*Material shown*
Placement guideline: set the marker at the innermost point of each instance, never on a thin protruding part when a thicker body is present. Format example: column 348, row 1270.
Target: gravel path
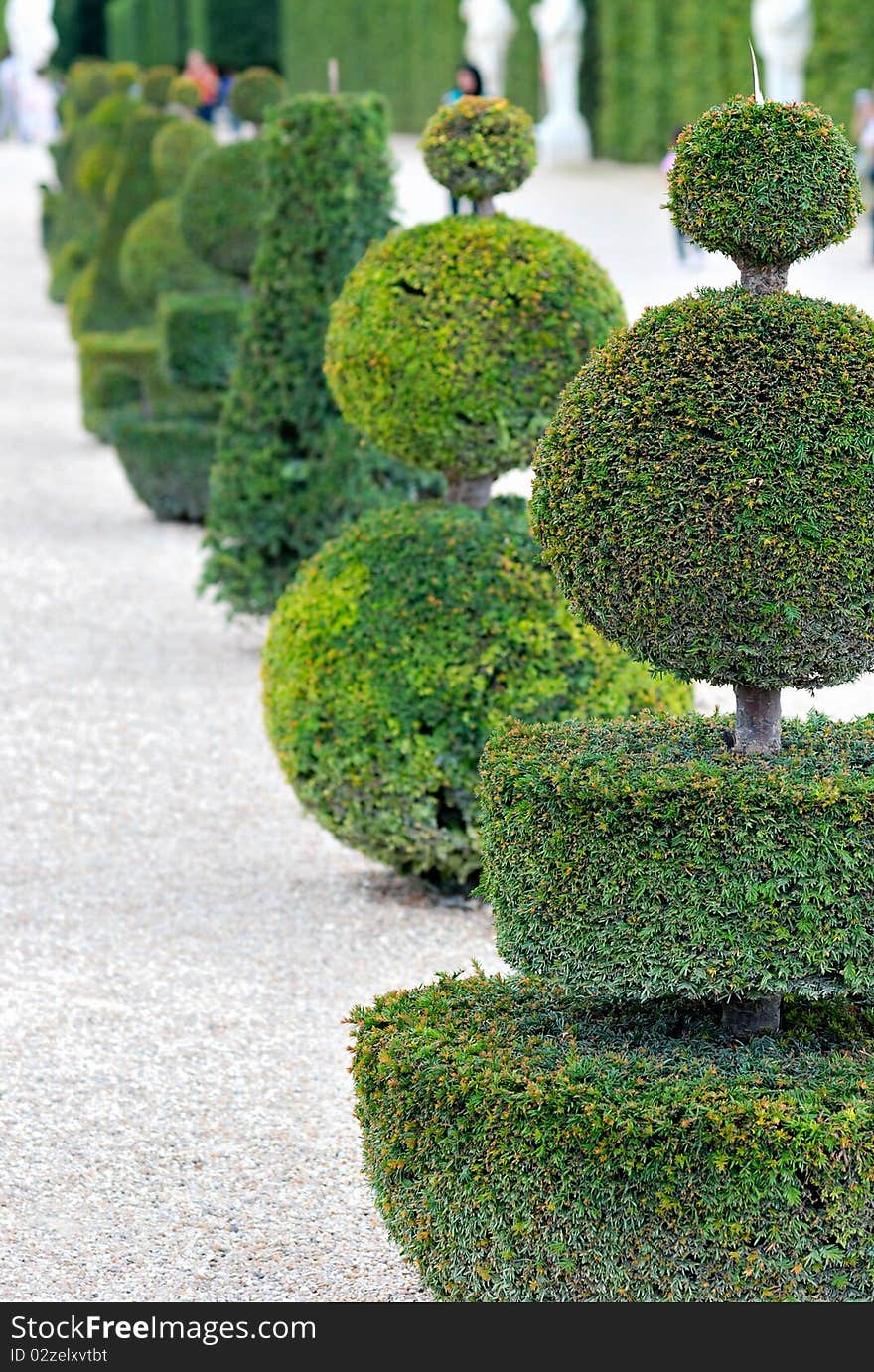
column 180, row 944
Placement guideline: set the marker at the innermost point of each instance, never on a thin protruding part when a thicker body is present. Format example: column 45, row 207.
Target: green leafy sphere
column 155, row 258
column 254, row 90
column 766, row 184
column 527, row 1148
column 450, row 342
column 157, row 82
column 479, row 147
column 175, row 150
column 186, row 92
column 705, row 492
column 394, row 654
column 222, row 202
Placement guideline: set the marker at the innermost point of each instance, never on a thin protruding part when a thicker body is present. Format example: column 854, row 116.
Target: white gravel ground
column 180, row 944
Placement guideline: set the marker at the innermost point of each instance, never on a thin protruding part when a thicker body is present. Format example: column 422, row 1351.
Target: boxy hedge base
column 524, row 1147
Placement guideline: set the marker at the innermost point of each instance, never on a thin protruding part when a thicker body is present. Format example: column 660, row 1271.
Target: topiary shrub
column 450, row 342
column 766, row 184
column 254, row 90
column 166, row 461
column 186, row 93
column 157, row 83
column 222, row 202
column 198, row 338
column 527, row 1148
column 705, row 429
column 176, row 147
column 644, row 859
column 376, row 733
column 97, row 299
column 286, row 475
column 479, row 147
column 155, row 258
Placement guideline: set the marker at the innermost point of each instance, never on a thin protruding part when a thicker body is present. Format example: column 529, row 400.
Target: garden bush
column 254, row 90
column 450, row 343
column 716, row 425
column 643, row 859
column 287, row 475
column 97, row 299
column 395, row 652
column 155, row 258
column 166, row 460
column 479, row 147
column 222, row 202
column 766, row 184
column 157, row 83
column 198, row 338
column 176, row 147
column 525, row 1147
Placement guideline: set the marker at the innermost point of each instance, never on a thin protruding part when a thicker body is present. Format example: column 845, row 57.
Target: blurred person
column 468, row 81
column 206, row 78
column 687, row 251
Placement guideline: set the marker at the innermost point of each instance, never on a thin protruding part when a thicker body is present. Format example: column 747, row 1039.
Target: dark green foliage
column 198, row 339
column 97, row 301
column 283, row 481
column 157, row 83
column 175, row 150
column 254, row 92
column 647, row 859
column 222, row 202
column 166, row 461
column 705, row 492
column 155, row 258
column 450, row 342
column 233, row 37
column 395, row 652
column 479, row 147
column 405, row 49
column 527, row 1148
column 765, row 183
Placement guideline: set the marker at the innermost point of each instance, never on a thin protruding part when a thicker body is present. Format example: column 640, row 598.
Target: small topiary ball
column 450, row 342
column 157, row 83
column 222, row 201
column 186, row 92
column 254, row 90
column 766, row 184
column 155, row 258
column 398, row 648
column 479, row 147
column 705, row 492
column 176, row 147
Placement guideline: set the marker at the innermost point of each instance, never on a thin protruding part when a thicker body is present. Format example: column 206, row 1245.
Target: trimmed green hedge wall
column 406, row 50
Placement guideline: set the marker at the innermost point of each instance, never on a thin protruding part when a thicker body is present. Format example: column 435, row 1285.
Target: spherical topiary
column 157, row 82
column 176, row 147
column 705, row 492
column 765, row 184
column 643, row 859
column 122, row 76
column 396, row 649
column 254, row 90
column 222, row 202
column 450, row 342
column 186, row 92
column 479, row 147
column 527, row 1148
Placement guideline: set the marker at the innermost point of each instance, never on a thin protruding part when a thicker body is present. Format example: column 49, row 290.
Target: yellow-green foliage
column 452, row 342
column 395, row 652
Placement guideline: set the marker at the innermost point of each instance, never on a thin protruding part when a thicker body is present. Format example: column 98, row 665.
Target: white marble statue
column 490, row 28
column 784, row 35
column 563, row 136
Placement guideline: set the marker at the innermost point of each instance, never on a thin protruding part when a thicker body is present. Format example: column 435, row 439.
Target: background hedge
column 524, row 1147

*To be done*
Return every one of the lines above word for word, leaving out the pictures.

*Response to the exercise*
Placement guideline: set the marker at the innermost point of each instance, never on a thin protruding part when a thicker body is present. Format example: column 348, row 1270.
Target: gravel path
column 180, row 944
Placement guideline: set the marker at the innermost point of each instance, never on a thin protruding part when a thicker body is present. Format example: column 45, row 207.
Target: green leafy sphere
column 155, row 258
column 254, row 90
column 766, row 184
column 527, row 1148
column 450, row 342
column 157, row 82
column 479, row 147
column 175, row 150
column 186, row 92
column 705, row 492
column 394, row 654
column 222, row 202
Placement guideline: set the marker at the innermost point of each instance, never on a thin protruding part when a thicker body is present. Format example: column 854, row 116.
Target: white gravel ground
column 180, row 944
Placement guideline: set the marker at the innermost point of each instance, never on a thin protruding part when a thicker body is present. Format example: column 422, row 1351.
Target: boxy hedge base
column 524, row 1147
Placement guideline: set the marker at the innermost point of each instance, never on a thin protruding part when a thicker body is present. Format example: column 660, row 1271.
Target: topiary shrub
column 450, row 342
column 766, row 184
column 254, row 90
column 166, row 461
column 186, row 93
column 157, row 83
column 222, row 202
column 198, row 338
column 527, row 1148
column 705, row 429
column 176, row 147
column 644, row 859
column 376, row 733
column 97, row 299
column 286, row 475
column 479, row 147
column 155, row 258
Placement guideline: set the marker at the innermost point of each instance, never on a thin protruding part when a thicker body is present. Format example: column 529, row 400.
Target: garden bush
column 254, row 90
column 450, row 343
column 716, row 425
column 643, row 859
column 287, row 475
column 97, row 299
column 395, row 652
column 155, row 258
column 166, row 460
column 479, row 147
column 222, row 202
column 766, row 184
column 157, row 83
column 198, row 338
column 176, row 147
column 525, row 1147
Placement guideline: set the marker at the innermost point of each instance, never on a thin protruding part when a thicker body is present. Format example: column 845, row 57.
Target: blurred person
column 468, row 81
column 206, row 78
column 687, row 251
Placement guideline: set the marker at the innermost point of each instance, never on a thin protruding part when a thicker body is present. Format example: column 747, row 1039.
Target: dark green foliage
column 198, row 339
column 97, row 301
column 283, row 481
column 157, row 83
column 175, row 150
column 254, row 92
column 647, row 859
column 222, row 202
column 166, row 461
column 705, row 492
column 155, row 258
column 450, row 342
column 233, row 37
column 395, row 652
column 479, row 147
column 405, row 49
column 527, row 1148
column 765, row 183
Placement guideline: set the marker at the innermost point of each instance, never on a thin protruding part when a thicker body is present. Format example: column 640, row 598.
Target: small topiary ball
column 450, row 342
column 157, row 83
column 222, row 201
column 186, row 92
column 254, row 90
column 766, row 184
column 155, row 258
column 398, row 648
column 479, row 147
column 705, row 492
column 176, row 147
Placement guideline: set the marker at the innermost point of each instance, never on a thin protruding part when a thicker body is present. Format example: column 206, row 1245.
Target: trimmed green hedge wall
column 406, row 50
Placement guideline: set the marker at the innermost point of each instance, never on a thin protruding part when a thicker body is present. Format example: column 435, row 1285.
Target: spherical topiary
column 157, row 82
column 176, row 147
column 705, row 492
column 765, row 184
column 643, row 859
column 122, row 76
column 396, row 649
column 254, row 90
column 222, row 202
column 450, row 342
column 186, row 92
column 479, row 147
column 527, row 1148
Placement guideline: set the marker at the innermost point of each instance, never on a thin protruding part when a thicker body is present. Format example: column 49, row 290.
Target: yellow-green foliage
column 452, row 342
column 395, row 652
Placement guideline: set the marker at the innermost point of each instance, never on a thin protruding part when a thicker body is present. Format example: column 98, row 665.
Target: white marble statue
column 490, row 28
column 784, row 35
column 563, row 136
Placement guideline: set the marker at the innermost point of each instance, never on a thin protruding part when a thicker body is present. Format example: column 435, row 439.
Target: background hedge
column 524, row 1147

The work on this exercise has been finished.